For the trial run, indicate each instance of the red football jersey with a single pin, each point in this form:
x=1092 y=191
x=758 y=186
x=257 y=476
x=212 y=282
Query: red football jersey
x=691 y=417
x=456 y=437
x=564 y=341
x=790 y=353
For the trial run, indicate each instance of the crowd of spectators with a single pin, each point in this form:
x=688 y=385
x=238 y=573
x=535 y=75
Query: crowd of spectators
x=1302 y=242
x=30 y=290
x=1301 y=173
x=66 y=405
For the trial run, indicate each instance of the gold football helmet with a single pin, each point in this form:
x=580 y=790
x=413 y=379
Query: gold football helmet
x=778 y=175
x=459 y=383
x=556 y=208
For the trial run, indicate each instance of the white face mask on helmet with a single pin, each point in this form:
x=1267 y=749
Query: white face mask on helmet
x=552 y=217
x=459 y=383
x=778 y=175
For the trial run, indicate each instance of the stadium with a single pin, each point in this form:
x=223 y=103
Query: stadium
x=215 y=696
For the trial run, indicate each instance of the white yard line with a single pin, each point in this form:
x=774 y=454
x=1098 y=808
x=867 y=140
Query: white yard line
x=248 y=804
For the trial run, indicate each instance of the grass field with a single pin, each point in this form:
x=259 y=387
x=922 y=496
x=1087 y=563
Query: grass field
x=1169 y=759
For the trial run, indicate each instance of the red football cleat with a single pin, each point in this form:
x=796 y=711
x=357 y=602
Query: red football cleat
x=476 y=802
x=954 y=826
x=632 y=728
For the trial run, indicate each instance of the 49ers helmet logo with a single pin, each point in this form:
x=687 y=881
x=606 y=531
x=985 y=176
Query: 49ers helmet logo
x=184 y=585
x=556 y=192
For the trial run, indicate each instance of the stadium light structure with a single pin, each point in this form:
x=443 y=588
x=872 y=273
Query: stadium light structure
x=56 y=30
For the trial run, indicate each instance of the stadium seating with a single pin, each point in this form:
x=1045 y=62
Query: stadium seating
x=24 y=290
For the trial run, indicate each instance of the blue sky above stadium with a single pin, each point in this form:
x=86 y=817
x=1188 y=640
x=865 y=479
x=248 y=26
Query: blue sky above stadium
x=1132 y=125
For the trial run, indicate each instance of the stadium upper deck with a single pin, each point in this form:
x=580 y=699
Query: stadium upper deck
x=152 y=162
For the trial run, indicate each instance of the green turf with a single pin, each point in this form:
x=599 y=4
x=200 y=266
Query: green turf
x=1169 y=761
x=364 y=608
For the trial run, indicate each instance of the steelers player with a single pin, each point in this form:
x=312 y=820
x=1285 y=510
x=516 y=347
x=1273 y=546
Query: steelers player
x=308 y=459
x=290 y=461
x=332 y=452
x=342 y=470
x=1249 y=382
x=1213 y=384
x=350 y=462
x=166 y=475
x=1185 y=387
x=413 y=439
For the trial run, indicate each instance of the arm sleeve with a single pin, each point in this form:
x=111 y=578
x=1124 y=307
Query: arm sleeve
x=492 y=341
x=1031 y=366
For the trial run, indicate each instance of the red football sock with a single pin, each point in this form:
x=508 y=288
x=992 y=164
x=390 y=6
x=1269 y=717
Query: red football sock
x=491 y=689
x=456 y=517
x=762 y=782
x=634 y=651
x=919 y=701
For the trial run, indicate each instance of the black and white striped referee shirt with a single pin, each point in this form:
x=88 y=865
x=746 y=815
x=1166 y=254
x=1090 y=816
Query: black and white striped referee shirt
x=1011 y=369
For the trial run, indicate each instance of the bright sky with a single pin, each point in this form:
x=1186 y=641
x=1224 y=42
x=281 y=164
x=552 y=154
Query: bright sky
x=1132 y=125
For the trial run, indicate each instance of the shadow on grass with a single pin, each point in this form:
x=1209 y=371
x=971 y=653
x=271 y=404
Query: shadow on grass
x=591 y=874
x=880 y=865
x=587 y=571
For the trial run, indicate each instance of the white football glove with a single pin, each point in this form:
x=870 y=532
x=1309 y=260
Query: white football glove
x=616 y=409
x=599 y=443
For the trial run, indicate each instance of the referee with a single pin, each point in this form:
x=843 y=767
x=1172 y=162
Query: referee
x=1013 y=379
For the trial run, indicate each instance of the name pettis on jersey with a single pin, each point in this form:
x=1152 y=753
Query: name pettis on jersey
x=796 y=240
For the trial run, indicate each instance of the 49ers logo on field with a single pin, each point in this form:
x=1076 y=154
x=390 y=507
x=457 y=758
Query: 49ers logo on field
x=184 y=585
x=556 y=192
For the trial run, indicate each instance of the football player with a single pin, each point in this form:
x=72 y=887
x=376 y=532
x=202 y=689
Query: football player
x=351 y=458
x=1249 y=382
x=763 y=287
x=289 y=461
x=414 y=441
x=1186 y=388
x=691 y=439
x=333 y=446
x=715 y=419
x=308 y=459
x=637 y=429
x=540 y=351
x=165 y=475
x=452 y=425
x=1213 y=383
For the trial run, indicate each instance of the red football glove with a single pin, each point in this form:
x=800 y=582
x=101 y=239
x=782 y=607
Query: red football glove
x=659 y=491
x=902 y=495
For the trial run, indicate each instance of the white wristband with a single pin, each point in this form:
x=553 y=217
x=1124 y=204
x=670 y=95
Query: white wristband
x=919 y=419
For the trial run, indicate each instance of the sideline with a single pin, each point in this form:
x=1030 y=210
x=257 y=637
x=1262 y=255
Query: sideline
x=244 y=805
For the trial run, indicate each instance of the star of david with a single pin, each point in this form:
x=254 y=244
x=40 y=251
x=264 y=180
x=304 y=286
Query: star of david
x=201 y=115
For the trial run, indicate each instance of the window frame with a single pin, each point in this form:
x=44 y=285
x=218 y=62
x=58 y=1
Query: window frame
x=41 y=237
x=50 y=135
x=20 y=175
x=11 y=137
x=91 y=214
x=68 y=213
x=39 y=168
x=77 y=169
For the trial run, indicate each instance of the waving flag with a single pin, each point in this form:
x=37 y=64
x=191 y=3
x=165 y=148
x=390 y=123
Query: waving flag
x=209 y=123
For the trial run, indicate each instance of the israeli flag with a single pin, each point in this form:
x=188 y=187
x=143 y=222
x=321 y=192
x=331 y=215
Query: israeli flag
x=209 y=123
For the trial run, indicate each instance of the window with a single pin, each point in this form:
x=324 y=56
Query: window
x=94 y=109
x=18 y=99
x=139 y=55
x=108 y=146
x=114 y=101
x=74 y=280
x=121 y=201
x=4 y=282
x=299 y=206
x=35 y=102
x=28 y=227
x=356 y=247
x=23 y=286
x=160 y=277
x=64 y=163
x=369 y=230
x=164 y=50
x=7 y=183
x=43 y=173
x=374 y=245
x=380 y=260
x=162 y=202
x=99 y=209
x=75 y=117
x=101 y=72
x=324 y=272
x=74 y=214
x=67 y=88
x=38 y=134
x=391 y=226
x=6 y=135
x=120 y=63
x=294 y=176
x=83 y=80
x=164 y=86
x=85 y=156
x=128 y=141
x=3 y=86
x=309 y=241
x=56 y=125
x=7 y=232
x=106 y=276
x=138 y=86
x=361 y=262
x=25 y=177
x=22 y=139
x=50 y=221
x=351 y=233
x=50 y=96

### [PROMPT]
Beginning at the line above with "Query: window frame" and finishing at the line with "x=390 y=123", return each line exactly and return nothing else.

### [RESULT OF THE EXERCISE]
Query: window frame
x=41 y=237
x=50 y=135
x=20 y=175
x=11 y=137
x=91 y=214
x=68 y=213
x=39 y=168
x=77 y=169
For the trial run, indicate each instance of the waving flag with a single pin, each point in this form:
x=37 y=64
x=191 y=3
x=165 y=148
x=390 y=123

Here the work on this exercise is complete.